Named-object pointing items:
---------------
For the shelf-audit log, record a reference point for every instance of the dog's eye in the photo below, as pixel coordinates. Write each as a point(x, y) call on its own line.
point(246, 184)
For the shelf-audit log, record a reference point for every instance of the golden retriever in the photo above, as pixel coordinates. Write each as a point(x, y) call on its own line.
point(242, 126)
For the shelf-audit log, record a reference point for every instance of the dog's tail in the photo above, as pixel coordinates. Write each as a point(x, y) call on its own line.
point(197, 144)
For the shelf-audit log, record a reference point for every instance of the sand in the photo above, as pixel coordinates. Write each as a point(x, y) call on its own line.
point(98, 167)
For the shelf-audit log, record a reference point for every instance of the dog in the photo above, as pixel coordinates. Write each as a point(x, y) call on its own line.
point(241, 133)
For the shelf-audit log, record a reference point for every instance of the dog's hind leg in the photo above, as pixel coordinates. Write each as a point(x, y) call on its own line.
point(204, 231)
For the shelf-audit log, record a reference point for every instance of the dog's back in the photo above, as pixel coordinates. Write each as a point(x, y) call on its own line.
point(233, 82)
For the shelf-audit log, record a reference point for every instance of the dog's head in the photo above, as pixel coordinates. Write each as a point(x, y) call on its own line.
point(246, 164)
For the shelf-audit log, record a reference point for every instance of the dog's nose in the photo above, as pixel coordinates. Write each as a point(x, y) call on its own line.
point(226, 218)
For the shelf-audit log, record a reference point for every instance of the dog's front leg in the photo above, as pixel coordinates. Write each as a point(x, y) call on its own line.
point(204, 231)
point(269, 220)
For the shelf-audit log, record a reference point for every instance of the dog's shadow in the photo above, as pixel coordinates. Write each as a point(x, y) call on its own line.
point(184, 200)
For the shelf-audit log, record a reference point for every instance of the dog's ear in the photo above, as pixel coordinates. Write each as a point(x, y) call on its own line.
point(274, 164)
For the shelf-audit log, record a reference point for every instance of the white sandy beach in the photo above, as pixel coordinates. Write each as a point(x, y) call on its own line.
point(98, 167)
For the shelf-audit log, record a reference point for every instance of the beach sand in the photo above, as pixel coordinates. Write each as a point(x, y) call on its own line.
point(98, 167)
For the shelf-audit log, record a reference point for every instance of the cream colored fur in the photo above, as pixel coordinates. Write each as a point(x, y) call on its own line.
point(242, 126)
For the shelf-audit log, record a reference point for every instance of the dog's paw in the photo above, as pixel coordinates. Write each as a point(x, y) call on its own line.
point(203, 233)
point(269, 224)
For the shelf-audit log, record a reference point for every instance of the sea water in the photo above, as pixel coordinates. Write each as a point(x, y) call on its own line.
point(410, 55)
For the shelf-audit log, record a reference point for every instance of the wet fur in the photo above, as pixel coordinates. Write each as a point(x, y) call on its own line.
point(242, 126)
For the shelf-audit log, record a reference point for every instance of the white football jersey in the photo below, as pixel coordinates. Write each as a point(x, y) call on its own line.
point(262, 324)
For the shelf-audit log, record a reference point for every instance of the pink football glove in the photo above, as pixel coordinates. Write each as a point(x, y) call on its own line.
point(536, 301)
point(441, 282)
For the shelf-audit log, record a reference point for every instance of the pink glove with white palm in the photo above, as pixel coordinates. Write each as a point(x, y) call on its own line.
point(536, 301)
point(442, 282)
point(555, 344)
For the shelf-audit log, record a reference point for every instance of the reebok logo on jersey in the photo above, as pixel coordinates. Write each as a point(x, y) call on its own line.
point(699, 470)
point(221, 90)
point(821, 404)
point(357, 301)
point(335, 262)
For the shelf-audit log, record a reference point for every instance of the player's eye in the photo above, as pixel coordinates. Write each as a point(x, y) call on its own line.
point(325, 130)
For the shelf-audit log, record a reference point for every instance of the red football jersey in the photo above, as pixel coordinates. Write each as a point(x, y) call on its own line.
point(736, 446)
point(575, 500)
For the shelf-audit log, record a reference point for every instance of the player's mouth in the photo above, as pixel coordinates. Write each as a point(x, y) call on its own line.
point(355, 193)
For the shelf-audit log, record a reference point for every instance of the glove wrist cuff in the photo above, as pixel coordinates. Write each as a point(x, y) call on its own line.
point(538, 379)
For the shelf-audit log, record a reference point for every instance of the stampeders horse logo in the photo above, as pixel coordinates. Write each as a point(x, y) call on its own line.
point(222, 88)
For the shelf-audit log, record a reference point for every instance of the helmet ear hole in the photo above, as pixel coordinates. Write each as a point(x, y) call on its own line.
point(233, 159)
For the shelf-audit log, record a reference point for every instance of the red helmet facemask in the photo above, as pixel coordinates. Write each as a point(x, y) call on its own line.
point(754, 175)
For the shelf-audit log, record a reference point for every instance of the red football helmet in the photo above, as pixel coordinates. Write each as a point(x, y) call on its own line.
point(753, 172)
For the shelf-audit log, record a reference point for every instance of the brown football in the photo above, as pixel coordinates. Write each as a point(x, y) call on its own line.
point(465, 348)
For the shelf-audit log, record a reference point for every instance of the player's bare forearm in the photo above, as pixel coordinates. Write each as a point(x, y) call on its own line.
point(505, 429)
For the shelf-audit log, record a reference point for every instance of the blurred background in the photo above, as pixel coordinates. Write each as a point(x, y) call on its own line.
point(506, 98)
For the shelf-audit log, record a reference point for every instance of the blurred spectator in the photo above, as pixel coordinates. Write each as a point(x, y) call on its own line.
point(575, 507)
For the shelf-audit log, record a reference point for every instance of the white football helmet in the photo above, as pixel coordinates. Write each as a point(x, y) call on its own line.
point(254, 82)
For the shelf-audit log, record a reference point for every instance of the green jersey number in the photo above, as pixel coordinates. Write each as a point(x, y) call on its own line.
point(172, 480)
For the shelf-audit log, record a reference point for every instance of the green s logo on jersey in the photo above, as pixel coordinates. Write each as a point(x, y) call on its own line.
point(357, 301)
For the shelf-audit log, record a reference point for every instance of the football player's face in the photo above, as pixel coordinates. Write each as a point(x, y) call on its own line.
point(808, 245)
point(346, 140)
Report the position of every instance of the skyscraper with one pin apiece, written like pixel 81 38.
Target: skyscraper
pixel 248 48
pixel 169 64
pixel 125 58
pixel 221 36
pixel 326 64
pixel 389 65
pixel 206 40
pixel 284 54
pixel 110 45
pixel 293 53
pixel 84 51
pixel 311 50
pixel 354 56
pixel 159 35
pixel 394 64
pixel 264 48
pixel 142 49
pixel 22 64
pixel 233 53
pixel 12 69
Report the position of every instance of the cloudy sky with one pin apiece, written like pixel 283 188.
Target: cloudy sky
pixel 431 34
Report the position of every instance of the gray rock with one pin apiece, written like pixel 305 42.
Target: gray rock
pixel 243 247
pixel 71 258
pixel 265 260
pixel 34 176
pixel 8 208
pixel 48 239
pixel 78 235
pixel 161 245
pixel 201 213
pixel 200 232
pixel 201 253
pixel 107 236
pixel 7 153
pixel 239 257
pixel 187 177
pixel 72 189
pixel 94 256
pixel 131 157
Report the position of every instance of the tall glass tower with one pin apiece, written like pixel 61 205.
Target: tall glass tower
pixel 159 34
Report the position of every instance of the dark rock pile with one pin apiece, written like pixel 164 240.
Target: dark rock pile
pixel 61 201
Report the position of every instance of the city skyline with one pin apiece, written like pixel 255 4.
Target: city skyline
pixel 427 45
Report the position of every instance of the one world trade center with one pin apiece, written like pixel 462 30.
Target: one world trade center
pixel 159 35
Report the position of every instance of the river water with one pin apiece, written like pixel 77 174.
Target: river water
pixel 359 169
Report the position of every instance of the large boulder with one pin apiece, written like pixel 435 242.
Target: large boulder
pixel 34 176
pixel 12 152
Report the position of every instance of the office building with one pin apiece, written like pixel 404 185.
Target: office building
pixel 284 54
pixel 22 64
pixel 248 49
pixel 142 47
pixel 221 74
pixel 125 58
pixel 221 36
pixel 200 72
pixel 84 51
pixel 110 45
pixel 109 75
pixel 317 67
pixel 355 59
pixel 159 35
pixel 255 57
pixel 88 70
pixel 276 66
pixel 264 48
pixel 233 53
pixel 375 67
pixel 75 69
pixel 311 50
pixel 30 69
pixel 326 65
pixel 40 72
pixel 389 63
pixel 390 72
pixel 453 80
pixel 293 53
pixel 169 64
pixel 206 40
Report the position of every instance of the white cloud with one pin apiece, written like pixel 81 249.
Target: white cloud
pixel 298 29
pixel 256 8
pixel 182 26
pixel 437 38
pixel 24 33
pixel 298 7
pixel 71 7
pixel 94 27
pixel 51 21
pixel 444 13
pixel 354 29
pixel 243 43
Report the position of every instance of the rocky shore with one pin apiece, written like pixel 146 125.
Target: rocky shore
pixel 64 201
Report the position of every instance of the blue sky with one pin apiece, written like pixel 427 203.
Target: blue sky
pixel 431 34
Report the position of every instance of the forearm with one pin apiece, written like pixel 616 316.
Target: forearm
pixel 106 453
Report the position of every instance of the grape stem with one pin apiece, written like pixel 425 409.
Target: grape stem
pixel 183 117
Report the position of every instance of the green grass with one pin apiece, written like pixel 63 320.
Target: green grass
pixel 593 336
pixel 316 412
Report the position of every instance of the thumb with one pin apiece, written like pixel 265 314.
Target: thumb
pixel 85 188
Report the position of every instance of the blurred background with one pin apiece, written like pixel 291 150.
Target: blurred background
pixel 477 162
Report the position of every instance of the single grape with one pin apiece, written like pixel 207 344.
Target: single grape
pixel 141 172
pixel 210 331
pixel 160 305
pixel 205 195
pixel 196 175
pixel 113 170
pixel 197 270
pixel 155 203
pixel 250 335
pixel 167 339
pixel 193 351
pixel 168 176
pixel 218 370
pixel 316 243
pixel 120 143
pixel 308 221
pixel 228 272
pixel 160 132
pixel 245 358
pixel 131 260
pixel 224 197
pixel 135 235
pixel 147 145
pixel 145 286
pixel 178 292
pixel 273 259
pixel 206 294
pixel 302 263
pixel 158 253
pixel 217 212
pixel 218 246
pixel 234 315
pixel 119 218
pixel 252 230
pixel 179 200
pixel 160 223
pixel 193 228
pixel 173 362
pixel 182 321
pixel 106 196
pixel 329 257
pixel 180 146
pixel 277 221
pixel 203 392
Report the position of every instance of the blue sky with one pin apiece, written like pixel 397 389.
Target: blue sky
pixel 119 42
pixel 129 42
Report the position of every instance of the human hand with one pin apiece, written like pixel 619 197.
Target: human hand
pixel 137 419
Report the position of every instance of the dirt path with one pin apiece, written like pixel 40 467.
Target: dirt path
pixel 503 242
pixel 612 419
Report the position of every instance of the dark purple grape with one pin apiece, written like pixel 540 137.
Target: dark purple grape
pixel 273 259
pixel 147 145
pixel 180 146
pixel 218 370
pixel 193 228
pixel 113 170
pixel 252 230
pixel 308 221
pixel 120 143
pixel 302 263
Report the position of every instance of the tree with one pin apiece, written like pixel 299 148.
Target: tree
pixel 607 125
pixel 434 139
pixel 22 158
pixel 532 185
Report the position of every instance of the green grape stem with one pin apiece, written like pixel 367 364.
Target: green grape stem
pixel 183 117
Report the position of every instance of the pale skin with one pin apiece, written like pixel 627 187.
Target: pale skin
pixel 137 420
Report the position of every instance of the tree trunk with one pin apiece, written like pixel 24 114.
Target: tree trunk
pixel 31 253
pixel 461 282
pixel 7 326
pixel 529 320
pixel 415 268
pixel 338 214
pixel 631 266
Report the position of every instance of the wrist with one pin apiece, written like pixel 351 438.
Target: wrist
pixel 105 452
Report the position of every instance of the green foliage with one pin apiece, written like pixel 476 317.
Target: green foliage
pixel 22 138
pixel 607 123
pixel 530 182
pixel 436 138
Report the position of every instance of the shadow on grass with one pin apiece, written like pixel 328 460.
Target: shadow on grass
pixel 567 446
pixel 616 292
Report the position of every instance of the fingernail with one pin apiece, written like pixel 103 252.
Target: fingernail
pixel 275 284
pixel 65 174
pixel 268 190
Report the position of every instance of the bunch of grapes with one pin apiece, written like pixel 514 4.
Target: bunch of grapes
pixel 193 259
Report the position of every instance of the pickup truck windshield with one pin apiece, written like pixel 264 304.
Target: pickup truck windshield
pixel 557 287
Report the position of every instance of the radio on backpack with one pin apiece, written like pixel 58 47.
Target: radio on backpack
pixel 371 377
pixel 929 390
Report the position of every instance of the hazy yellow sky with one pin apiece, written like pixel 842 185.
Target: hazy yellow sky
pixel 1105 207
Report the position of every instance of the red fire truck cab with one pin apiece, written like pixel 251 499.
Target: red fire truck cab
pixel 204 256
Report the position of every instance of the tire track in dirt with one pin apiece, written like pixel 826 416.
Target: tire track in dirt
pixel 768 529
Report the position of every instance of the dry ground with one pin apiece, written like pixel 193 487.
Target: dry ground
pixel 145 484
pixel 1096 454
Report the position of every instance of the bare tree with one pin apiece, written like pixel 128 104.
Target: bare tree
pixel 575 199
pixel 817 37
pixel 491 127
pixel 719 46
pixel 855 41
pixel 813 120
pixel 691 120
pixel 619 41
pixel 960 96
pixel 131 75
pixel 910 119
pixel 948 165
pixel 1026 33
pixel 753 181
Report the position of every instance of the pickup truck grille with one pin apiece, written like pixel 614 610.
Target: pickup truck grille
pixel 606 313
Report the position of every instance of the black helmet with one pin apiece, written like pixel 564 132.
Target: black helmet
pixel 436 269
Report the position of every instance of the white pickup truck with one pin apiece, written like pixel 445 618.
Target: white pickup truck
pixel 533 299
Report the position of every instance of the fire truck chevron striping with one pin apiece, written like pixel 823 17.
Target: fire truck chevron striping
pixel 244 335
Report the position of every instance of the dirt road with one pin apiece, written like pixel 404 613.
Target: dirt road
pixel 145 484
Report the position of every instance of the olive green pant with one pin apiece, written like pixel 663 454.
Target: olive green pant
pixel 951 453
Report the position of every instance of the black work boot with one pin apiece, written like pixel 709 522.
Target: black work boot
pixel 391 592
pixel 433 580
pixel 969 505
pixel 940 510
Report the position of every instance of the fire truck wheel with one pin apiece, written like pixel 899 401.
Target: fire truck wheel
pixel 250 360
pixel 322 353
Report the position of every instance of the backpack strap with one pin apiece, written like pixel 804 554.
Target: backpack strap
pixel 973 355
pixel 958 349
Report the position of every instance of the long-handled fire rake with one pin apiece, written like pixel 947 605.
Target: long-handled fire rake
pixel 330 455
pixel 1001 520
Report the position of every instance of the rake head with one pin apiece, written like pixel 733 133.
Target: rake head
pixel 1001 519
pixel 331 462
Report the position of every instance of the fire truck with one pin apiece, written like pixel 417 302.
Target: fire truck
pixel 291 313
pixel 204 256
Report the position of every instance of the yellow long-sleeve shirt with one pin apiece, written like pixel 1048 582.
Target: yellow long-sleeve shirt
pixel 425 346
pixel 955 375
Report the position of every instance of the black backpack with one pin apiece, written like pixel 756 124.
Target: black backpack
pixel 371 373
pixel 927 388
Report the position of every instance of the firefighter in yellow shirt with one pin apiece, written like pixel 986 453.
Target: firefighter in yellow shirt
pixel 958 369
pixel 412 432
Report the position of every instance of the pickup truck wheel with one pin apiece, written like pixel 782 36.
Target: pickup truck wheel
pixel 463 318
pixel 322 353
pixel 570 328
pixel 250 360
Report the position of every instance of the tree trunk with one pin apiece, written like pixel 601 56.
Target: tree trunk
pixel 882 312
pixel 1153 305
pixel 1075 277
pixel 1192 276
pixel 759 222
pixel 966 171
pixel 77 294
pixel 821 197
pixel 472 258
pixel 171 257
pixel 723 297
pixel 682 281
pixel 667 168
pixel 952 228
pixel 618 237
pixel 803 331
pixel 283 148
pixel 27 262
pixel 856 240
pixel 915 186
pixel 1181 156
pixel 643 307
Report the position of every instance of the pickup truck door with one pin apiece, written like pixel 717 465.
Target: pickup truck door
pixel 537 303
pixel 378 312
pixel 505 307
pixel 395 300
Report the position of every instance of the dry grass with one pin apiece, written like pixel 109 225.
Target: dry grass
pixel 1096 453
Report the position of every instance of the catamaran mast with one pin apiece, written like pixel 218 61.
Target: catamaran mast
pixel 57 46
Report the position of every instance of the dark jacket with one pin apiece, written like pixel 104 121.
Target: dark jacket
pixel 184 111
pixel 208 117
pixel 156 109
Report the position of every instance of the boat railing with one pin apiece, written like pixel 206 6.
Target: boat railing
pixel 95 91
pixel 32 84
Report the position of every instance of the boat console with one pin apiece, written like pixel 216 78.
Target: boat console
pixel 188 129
---------------
> WORK TO DO
Reproduce verbatim the lines from the start of the items through the line that contains "point(241, 133)", including both ends.

> REPLY TO THE TASK
For the shelf-audit log, record a reference point for every instance of the dog's eye in the photo below, as pixel coordinates. Write each as a point(x, y) call on its own line.
point(246, 184)
For the shelf-audit log, record a reference point for every instance of the golden retriever in the photo above, as pixel coordinates. Write each as a point(x, y) call on its own line.
point(242, 126)
For the shelf-audit log, record a reference point for every instance of the dog's tail in the photo above, as pixel coordinates. Write each as a point(x, y) call on its own line.
point(197, 144)
For the shelf-audit log, record a reference point for every instance of the sand in the photo above, as pixel coordinates. Write each as a point(x, y) call on its own line.
point(98, 167)
For the shelf-audit log, record a reference point for every instance of the dog in the photo above, as pixel coordinates. Write each as a point(x, y) call on its own line.
point(241, 133)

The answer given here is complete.